Competent Authority vs Specialist Pathway: Which One Is Mine?
If you trained as a GP or specialist in the UK, Ireland, the United States, Canada, or New Zealand, you can often reach Australian practice by two different routes — and they lead to different kinds of registration. The Competent Authority pathway gets you to general registration (you practise, then pursue Fellowship separately). The Specialist pathway gets your overseas specialty formally recognised, ending in specialist registration. The right choice turns on one question: do you want to be registered as a general doctor and chase Fellowship in Australia, or have your existing specialist qualification recognised directly?
To check your own situation interactively, use the eligibility quiz in the pathway explorer.
At a glance
| Competent Authority pathway | Specialist pathway | |
|---|---|---|
| Who it is for | Doctors trained and fully registered with a recognised Competent Authority (UK GMC, Medical Council of Ireland, and recognised US/Canada/NZ authorities) | Internationally trained specialists (including specialist GPs) seeking recognition of a completed overseas specialty |
| AMC exams | Not required | Not required (assessed by the relevant Australian specialist college) |
| Assessed by | Medical Board of Australia / AHPRA | The relevant Australian specialist college (e.g. RACGP, RACP, RACS) via a comparability assessment |
| End state | General registration | Specialist registration in the recognised specialty |
| Fellowship (e.g. FRACGP) | Pursued afterwards through a college program | Effectively the point of the assessment — comparability is judged against the college Fellowship |
| Typical outcome | Provisional registration → supervised practice → general registration | Substantially / partially / not comparable — each with a different next step |
Why this is the most common point of confusion
A UK or Irish GP holding MRCGP or MICGP with CCT is eligible for both routes, and they are genuinely different products:
- Via the Competent Authority pathway, that GP enters as a generally registered doctor and can begin supervised practice quickly, then works toward general registration. FRACGP, if wanted, comes later through an RACGP program (PEP or FSP). See the Competent Authority guide for UK & Ireland doctors.
- Via the Specialist pathway, the same GP asks RACGP to assess their MRCGP/MICGP as comparable to FRACGP. If substantially comparable, a short supervised period leads to specialist (GP) registration directly. See the Specialist pathway explainer.
Neither is universally "better" — the Competent Authority route is usually faster to earning a living, while the Specialist route is the cleaner path to being recognised as a specialist GP without a separate Australian Fellowship program. Many doctors start earning via Competent Authority + after-hours work while a specialist assessment runs in parallel.

◇ ◇ ◇

EXPLORE THE MATERIAL:
• A. In the pathway comparison, who assesses doctors on the Competent Authority pathway?
• B. Copy word for word the stretch of the pathway comparison from "Competent Authority vs" through "qualification recognised directly?".
The material after this point isn't needed.

EXTRACTED RECORDS:

◇ ◇ ◇

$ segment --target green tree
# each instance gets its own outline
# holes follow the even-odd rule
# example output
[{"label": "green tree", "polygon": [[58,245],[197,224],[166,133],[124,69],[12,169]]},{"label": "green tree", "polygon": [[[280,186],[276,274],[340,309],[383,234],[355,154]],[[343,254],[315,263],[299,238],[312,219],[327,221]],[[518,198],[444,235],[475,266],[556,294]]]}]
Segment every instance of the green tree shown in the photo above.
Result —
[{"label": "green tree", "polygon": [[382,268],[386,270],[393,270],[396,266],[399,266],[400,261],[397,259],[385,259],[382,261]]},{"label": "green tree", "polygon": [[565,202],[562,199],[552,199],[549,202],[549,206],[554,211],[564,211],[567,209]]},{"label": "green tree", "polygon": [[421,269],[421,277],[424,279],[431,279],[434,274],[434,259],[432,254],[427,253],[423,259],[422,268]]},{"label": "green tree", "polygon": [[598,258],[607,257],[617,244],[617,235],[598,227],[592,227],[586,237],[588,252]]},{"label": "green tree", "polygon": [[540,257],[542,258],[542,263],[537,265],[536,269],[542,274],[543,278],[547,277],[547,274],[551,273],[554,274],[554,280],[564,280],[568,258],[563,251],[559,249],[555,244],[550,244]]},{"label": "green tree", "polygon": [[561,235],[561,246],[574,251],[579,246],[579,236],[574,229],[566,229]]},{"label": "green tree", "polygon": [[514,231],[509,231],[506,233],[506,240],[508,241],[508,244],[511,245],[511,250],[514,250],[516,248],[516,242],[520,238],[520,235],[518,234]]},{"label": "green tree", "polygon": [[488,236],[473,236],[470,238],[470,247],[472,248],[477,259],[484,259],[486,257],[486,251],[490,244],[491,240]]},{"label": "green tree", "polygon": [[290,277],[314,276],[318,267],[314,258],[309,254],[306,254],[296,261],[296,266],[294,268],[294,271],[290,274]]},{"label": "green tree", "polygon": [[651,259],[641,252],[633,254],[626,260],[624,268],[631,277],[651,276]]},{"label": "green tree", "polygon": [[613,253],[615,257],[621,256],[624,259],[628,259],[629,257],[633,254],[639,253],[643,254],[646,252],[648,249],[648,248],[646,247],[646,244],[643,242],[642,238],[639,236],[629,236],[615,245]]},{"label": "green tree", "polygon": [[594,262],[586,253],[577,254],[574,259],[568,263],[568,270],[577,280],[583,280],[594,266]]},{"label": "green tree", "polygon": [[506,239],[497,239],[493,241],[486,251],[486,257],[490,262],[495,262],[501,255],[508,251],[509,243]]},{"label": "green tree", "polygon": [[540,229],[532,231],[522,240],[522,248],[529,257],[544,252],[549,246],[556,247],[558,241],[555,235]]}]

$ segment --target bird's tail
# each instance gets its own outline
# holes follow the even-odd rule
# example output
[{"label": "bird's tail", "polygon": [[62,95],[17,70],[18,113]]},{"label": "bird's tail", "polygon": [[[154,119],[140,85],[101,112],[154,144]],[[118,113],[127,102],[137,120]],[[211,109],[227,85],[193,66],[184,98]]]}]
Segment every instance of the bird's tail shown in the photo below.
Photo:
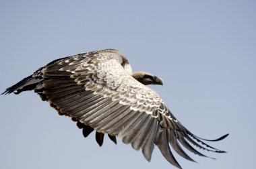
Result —
[{"label": "bird's tail", "polygon": [[42,80],[43,79],[41,77],[30,75],[24,78],[22,80],[18,82],[15,84],[7,88],[5,91],[1,95],[7,95],[11,93],[18,95],[23,91],[38,89],[38,84],[40,84],[40,82],[42,81]]}]

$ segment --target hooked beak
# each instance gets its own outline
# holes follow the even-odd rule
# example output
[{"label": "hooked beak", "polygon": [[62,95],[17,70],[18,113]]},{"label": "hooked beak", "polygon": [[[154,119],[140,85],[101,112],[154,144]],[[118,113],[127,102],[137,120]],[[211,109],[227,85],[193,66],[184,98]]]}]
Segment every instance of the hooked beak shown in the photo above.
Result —
[{"label": "hooked beak", "polygon": [[159,77],[157,77],[156,78],[156,82],[158,83],[158,84],[159,85],[163,85],[164,84],[164,81],[162,80],[162,78],[159,78]]}]

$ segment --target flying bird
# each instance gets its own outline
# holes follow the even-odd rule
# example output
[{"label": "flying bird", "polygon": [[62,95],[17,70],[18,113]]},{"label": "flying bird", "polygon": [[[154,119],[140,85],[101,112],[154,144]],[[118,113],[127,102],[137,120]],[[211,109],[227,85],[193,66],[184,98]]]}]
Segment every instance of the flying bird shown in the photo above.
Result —
[{"label": "flying bird", "polygon": [[[133,149],[141,150],[150,161],[156,146],[164,157],[181,168],[170,146],[185,159],[194,160],[183,150],[201,156],[196,150],[224,153],[185,127],[148,84],[163,80],[146,72],[132,72],[127,59],[119,50],[105,49],[55,60],[6,89],[3,94],[34,91],[59,115],[70,117],[84,137],[96,130],[101,146],[104,134],[117,144],[116,136]],[[194,147],[193,147],[194,146]]]}]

◇ ◇ ◇

RESPONSES:
• A. The Medical Board of Australia / AHPRA.

• B.
Competent Authority vs Specialist Pathway: Which One Is Mine?
If you trained as a GP or specialist in the UK, Ireland, the United States, Canada, or New Zealand, you can often reach Australian practice by two different routes — and they lead to different kinds of registration. The Competent Authority pathway gets you to general registration (you practise, then pursue Fellowship separately). The Specialist pathway gets your overseas specialty formally recognised, ending in specialist registration. The right choice turns on one question: do you want to be registered as a general doctor and chase Fellowship in Australia, or have your existing specialist qualification recognised directly?